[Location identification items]

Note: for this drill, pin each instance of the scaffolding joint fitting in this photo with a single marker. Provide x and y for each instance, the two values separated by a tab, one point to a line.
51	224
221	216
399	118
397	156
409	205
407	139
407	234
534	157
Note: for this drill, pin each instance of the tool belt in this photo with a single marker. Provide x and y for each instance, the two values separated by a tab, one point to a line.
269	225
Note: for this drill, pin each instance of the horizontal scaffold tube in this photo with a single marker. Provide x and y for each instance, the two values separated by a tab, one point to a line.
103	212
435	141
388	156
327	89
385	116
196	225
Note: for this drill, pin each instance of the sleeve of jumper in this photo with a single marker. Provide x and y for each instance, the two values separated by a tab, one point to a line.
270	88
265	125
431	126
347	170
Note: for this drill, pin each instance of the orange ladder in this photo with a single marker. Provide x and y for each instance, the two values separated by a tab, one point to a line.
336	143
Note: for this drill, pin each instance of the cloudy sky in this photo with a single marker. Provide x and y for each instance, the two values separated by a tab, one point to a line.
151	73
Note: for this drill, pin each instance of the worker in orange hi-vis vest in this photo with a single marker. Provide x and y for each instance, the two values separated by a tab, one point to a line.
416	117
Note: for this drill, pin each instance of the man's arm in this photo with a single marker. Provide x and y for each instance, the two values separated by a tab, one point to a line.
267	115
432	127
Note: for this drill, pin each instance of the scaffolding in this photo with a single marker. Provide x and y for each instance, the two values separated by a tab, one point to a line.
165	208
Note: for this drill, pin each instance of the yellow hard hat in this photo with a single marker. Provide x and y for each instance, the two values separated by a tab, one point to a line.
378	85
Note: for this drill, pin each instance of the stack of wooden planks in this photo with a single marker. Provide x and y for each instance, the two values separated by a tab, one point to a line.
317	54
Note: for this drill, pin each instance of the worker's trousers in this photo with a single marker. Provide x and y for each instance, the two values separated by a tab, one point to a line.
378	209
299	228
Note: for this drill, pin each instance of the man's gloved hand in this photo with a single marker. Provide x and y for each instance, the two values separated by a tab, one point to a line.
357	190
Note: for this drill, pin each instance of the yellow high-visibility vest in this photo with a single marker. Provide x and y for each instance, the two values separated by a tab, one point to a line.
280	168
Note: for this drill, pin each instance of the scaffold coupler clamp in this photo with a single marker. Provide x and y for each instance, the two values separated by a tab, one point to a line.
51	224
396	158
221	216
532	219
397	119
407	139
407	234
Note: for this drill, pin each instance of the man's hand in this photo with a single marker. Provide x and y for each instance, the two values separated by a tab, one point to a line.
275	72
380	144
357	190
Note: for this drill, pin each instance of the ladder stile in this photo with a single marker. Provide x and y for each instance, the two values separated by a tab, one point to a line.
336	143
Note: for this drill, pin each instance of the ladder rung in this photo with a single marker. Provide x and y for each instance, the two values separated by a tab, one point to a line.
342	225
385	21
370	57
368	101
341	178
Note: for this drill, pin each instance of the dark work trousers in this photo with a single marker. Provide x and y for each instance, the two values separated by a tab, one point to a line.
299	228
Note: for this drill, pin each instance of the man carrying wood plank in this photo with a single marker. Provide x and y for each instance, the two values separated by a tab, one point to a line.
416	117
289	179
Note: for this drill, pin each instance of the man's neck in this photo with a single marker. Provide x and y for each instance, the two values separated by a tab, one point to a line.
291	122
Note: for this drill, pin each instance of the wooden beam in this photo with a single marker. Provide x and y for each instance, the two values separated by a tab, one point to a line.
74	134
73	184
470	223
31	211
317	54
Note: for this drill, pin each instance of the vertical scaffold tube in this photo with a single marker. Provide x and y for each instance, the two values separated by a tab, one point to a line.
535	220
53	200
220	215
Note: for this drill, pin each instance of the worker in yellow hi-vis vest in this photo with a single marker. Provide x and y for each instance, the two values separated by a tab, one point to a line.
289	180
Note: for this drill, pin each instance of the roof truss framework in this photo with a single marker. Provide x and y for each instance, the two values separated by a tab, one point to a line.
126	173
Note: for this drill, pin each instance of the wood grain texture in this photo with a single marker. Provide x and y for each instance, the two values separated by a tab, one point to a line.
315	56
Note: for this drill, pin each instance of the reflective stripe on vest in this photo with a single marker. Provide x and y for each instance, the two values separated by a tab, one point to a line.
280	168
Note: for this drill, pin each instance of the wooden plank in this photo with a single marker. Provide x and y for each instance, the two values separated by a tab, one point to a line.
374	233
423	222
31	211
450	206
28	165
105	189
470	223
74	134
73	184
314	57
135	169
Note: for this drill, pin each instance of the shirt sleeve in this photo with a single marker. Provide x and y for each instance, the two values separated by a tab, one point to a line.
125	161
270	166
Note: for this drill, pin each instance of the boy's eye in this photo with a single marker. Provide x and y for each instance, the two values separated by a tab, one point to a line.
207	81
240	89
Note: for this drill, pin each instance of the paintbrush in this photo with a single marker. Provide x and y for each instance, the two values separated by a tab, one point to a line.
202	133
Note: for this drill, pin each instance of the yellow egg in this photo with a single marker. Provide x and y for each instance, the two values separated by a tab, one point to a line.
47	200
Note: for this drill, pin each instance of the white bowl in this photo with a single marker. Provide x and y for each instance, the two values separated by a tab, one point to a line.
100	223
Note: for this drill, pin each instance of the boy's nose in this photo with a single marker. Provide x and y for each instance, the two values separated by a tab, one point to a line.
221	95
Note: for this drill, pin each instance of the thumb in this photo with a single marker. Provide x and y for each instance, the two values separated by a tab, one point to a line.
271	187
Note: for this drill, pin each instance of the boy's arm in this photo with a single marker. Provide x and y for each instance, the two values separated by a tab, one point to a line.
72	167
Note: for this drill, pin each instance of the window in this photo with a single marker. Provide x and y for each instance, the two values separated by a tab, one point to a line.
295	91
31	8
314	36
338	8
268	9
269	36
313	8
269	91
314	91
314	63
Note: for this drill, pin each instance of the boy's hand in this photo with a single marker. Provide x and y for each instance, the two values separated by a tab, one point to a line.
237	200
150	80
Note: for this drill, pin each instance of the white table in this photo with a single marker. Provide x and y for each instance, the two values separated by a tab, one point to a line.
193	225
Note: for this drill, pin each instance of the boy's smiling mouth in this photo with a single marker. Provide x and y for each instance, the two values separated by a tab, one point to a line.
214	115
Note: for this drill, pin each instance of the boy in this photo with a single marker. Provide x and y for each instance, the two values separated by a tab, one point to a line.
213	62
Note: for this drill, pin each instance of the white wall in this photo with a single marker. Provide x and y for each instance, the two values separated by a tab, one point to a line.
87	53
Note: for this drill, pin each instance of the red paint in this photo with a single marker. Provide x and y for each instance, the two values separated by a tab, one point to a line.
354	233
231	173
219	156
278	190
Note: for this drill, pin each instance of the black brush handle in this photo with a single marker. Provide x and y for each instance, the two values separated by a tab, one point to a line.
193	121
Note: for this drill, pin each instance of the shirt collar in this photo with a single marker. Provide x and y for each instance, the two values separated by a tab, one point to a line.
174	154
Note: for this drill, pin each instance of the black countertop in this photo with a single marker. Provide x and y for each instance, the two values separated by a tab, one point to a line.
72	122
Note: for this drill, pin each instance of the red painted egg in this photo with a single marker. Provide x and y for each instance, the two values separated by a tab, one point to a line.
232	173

# Work to be completed
Rename "single marker" to "single dot" everywhere in the data above, and leave every other part of the lines unchanged.

# Complete answer
Note: for this drill, pin each instance of the scaffolding joint fitting in this photo with a single dot. Provide x and y for each instance, the two values separated by a tab, one point to a line.
51	224
221	216
399	118
397	156
409	205
407	139
407	234
534	157
Note: for this drill, pin each instance of the tool belt in this photo with a single dot. Provide x and y for each instance, the two values separated by a tab, one point to a line.
269	225
Note: for this drill, pin each instance of the horizontal scaffold tube in this photo with a single dot. Provide x and y for each instance, the two values separated by a tab, one point to a line.
103	212
435	141
388	156
327	89
385	116
196	225
Note: for this drill, pin each instance of the sleeve of jumper in this photo with a single dot. Provide x and y for each instance, the two values separated by a tab, one point to a line.
270	88
265	125
431	126
347	170
Note: for this drill, pin each instance of the orange ladder in this photo with a single dot. Provide x and y for each instance, the two values separated by a tab, one point to a line.
336	143
Note: for this drill, pin each instance of the cloudy sky in this photo with a single dot. Provide x and y for each instance, the two values separated by a tab, one point to a line.
151	73
Note: for this drill, pin each instance of the worker in orange hi-vis vest in this photo with a single dot. Provide x and y for each instance, the two values separated by a tab, one point to a line.
416	117
Note: for this drill, pin each instance of the man's arm in this photo with a single dot. Provide x and y for each instance, the two values separated by a tab, one point to a line.
267	115
432	127
Note: for this drill, pin each instance of the scaffolding in this photo with a single dot. Provide x and y for each instance, the two values separated by a tab, one point to a line.
165	208
Note: for this drill, pin each instance of the yellow hard hat in this photo with a single dot. Provide x and y for each instance, the two values separated by a tab, one point to a line.
378	85
Note: for this drill, pin each instance of the stack of wooden planks in this photo with a single dot. Provide x and y for each instance, the two values separated by a tab, one point to a line.
317	54
Note: for this drill, pin each instance of the worker's trousers in this photo with a single dot. Provide x and y for each instance, the two values separated by a tab, one point to a line.
378	209
299	228
Note: for this drill, pin each instance of the man's gloved hand in this photo with a single dot. Provide x and y for each instance, the two values separated by a tab, one point to a line.
357	190
Note: for this drill, pin each instance of the yellow high-visibility vest in this photo with a single dot. Provide x and y for each instance, the two values separated by a tab, one point to a line.
280	168
Note: for this drill, pin each instance of the scaffold coupler clamp in this photo with a single dot. Provide x and y for each instance, the two values separated by a tab, one point to a line.
51	224
396	158
221	216
532	219
397	119
407	139
407	234
Note: for this drill, pin each instance of the man's hand in this photo with a single dot. Provide x and y for each instance, the two values separated by a tab, one point to a line.
275	72
380	144
357	190
Note: for this drill, pin each instance of the ladder stile in this photo with a single dot. Provide x and y for each instance, the two values separated by a tab, one point to a line.
336	143
Note: for this drill, pin each instance of the ladder rung in this photo with a single dot. Provide x and y for each instance, the two values separated by a tab, one point to a line.
342	225
385	21
370	57
368	101
341	178
Note: for this drill, pin each instance of the dark work trousers in this photo with a single dot. Provide x and y for each instance, the two values separated by a tab, one point to a line.
299	228
Note: for this drill, pin each instance of the man carrying wood plank in this photo with a single dot. Provide x and y for each instance, the two values separated by a tab, one point to a line.
416	117
289	179
Note: for this drill, pin each instance of the man's neck in this photo with a single dot. Provide x and y for each instance, the two values separated by a tab, one point to a line.
291	122
Note: for this drill, pin each instance of the wooden beam in this photo with a single dot. Provide x and y for each instance, the two values separated by a tab, one point to a line.
74	134
73	184
470	223
31	211
317	54
Note: for this drill, pin each instance of the vertical scaffold tube in this photo with a single dot. Provide x and y for each instance, the two values separated by a tab, one point to a line.
535	220
53	200
220	215
Note: for this drill, pin each instance of the worker in yellow hi-vis vest in this photo with a single dot. Provide x and y for each instance, the two values separated by a tab, one point to a line.
289	180
Note: for this drill, pin each instance of the roof truss framework in this photo with a single dot. Provide x and y for each instance, the two values separated by a tab, one point to a line.
126	173
Note: for this drill, pin each instance of the wood grain texture in this photo with a single dot. Provide x and y for each instance, the two values separated by a tab, one point to a line.
315	56
Note: for this drill, pin each instance of the reflective stripe on vest in this photo with a single dot. Provide x and y for each instance, the two values separated by a tab, one point to a line.
280	168
Note: for this drill, pin each instance of the wooden plank in this photo with a single dot. Provide x and y for each instance, the two values separated by a tab, one point to a line.
374	233
423	222
31	211
450	206
28	165
105	189
470	223
74	134
73	184
314	57
135	169
Note: for this drill, pin each instance of the shirt sleeve in this photo with a single dot. Provide x and y for each instance, the two values separated by a tab, one point to a line.
125	161
270	166
Note: for this drill, pin each instance of the boy's eye in this photo with a single dot. Provide x and y for each instance, the two values separated by a tab, one point to a line.
207	81
240	89
Note: for this drill, pin each instance of the paintbrush in this photo with a single dot. Provide x and y for each instance, the two values separated by a tab, one point to a line.
202	133
Note: for this drill, pin each instance of the yellow egg in this photo with a single dot. Provide x and y for each instance, the two values separated by a tab, one point to a line.
47	200
Note: for this drill, pin each instance of the white bowl in this photo with a single dot. Provide x and y for each instance, the two values separated by a tab, one point to a line.
100	223
Note: for this drill, pin each instance of the boy's nose in this photo with a single dot. Provide x and y for each instance, the two values separated by a tab, one point to a line.
221	95
Note: for this drill, pin each instance of the thumb in this photo with a single dot. Provide x and y for each instance, the two values separated by a tab, one point to a line.
271	187
Note: for this drill, pin each instance of the boy's arm in this photo with a single dot. Provide x and y for each instance, the two values separated by a tab, one point to a line.
72	167
Note: for this drill, pin each instance of the window in this photo with a single dot. Provide x and y for each instance, the two values separated by a tab, one point to a line.
295	91
31	8
314	36
338	8
268	9
269	36
313	8
269	91
314	91
314	63
Note: for this drill, pin each instance of the boy's hand in this photo with a single dot. Provide x and y for each instance, the two values separated by a tab, one point to a line.
237	200
150	80
Note: for this drill, pin each instance of the white table in this photo with a single dot. Provide x and y for each instance, the two values separated by a tab, one point to a line.
193	225
Note: for this drill, pin each instance of the boy's smiling mouth in this photo with a single dot. Provide x and y for each instance, the two values separated by a tab, one point to a line.
214	115
Note: for this drill, pin each instance of the boy in this photo with a single dot. Provide x and y for each instance, the two values separated by a tab, one point to a line.
213	62
Note: for this drill, pin each instance of the white wall in this photo with a single dot. Provide x and y for each instance, the two values separated by a tab, one point to a line.
87	53
Note: for this drill, pin each instance of the red paint in this photo with a single dot. Provide x and y for each instance, the two values separated by a tab, one point to a line.
354	233
231	173
219	156
278	190
Note: for this drill, pin each instance of the black brush handle in this photo with a single dot. Provide x and y for each instance, the two values separated by a tab, one point to a line.
193	121
Note: for this drill, pin each instance of the shirt collar in this photo with a single dot. Provide x and y for each instance, the two values separated by a tab, one point to a line.
174	154
Note: for this drill, pin each instance of the black countertop in this photo with a single dot. Provide x and y for each instance, the two values separated by a tab, one point to a line.
72	122
Note: for this drill, pin each instance of the red painted egg in this photo with a single dot. Provide x and y for each instance, the two values separated by a tab, one point to a line.
232	173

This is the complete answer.